Exercise task
Count how many lines of the data that follows contain the string "below", with case counting. Reply with only the number.

Extracted data
---*---

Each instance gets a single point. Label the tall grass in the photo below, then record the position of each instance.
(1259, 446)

---*---

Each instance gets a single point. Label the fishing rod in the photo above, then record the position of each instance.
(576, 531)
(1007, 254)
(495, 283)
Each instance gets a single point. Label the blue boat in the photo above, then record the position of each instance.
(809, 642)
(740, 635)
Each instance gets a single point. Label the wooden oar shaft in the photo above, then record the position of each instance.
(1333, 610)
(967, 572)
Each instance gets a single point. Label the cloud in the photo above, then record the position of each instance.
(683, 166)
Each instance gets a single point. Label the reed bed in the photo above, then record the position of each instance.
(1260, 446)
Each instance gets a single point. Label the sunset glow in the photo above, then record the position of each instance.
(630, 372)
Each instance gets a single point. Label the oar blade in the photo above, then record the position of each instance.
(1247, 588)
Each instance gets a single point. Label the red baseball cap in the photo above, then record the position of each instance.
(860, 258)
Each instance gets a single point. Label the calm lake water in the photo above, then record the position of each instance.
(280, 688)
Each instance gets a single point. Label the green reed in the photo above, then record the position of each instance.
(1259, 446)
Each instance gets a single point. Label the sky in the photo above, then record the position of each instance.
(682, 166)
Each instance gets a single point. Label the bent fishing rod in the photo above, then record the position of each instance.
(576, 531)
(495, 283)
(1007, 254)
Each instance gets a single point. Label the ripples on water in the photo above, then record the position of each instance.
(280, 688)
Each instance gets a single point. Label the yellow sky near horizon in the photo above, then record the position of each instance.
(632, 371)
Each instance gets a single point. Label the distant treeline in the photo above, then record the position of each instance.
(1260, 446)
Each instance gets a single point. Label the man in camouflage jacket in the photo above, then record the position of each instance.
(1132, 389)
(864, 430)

---*---

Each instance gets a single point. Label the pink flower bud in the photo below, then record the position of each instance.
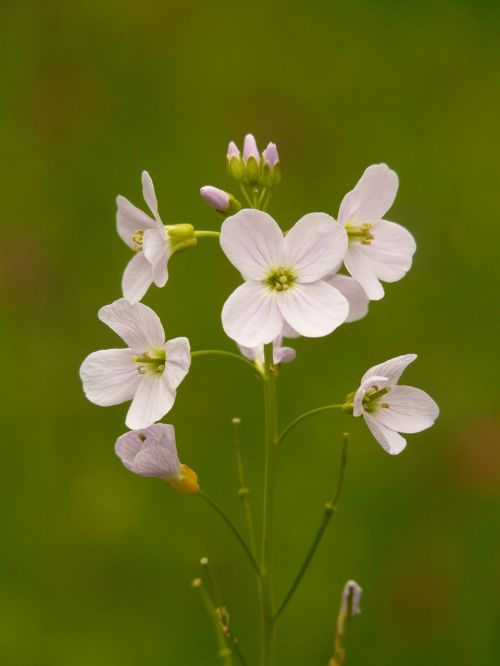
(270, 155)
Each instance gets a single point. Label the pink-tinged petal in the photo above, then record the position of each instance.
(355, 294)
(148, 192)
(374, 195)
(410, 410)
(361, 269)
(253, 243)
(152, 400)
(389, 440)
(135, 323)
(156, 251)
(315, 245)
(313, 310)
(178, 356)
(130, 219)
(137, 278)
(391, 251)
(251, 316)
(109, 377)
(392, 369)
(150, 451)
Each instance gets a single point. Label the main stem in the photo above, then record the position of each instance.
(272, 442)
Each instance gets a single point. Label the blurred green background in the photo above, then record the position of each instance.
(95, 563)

---*---

Completed task
2